_What to do_: Two lines in the listing below mark the span: one contains "Identify the gravel" and one contains "Identify the beige". Reproduce both of them and everything between, exactly.

(Dataset content)

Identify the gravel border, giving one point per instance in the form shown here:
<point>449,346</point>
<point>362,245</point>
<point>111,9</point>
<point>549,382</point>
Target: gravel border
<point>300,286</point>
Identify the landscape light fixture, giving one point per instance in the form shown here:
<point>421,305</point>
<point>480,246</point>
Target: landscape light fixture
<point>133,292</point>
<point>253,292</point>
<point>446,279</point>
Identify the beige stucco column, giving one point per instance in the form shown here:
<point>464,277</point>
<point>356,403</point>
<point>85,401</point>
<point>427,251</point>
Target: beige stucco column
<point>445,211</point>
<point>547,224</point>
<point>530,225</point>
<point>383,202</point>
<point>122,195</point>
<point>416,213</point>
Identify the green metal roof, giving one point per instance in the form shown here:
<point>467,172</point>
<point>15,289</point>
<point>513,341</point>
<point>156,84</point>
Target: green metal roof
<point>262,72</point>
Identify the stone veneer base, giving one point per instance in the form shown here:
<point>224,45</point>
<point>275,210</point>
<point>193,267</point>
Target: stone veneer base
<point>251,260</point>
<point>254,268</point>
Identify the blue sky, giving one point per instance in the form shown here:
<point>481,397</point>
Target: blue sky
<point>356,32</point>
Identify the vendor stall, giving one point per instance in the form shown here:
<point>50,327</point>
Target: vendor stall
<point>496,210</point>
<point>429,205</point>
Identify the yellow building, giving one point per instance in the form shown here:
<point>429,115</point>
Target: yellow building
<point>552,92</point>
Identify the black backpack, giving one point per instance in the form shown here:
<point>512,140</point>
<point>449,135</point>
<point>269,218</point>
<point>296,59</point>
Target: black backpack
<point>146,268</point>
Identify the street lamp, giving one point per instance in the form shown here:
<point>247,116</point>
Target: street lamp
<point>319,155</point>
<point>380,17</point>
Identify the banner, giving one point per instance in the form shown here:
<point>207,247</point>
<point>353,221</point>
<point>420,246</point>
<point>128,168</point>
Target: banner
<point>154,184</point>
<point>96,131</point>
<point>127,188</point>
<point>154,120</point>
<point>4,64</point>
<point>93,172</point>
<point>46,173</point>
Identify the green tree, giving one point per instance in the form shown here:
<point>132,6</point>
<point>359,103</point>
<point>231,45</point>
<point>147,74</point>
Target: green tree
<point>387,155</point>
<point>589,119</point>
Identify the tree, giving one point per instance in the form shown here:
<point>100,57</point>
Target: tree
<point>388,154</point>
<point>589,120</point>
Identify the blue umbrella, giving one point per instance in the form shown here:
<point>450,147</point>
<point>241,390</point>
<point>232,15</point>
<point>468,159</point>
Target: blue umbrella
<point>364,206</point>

(End Dataset content)
(Dataset content)

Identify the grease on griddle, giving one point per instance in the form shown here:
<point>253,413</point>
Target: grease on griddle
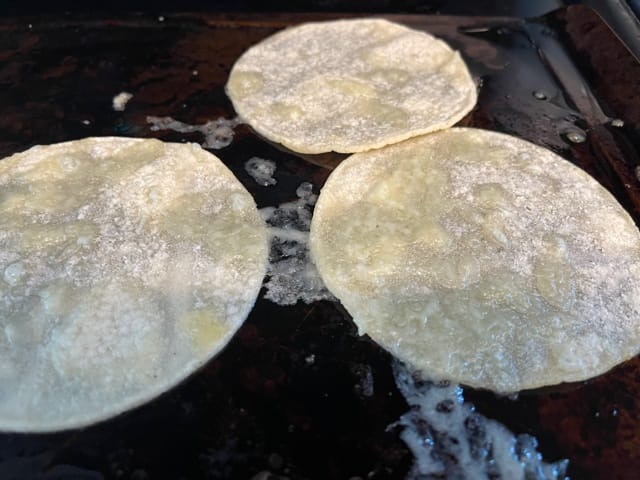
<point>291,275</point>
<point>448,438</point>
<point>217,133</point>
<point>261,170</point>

(End Dataset content)
(Dataset content)

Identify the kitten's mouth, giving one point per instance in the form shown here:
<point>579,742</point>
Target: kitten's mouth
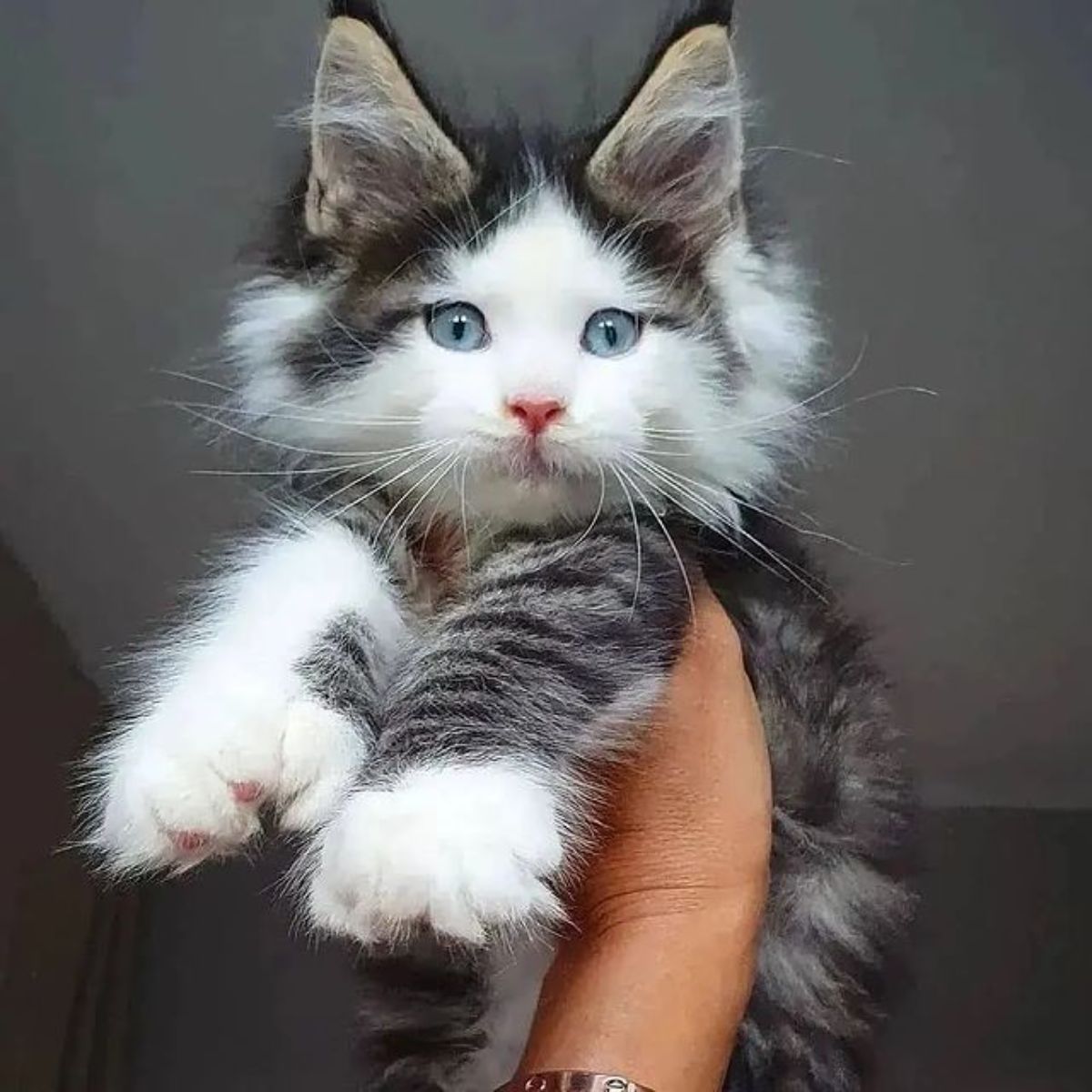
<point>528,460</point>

(End Dataset content)

_Written solution_:
Identify the gravel border, giving one point per instance in the form shown here:
<point>449,346</point>
<point>362,245</point>
<point>111,9</point>
<point>549,382</point>
Target: gravel border
<point>300,286</point>
Identify the landscape light fixture, giving one point per instance in the form shown here:
<point>421,305</point>
<point>480,246</point>
Target: landscape light fixture
<point>133,292</point>
<point>253,292</point>
<point>446,279</point>
Identify the beige stucco column, giving one point per instance in the form shown here:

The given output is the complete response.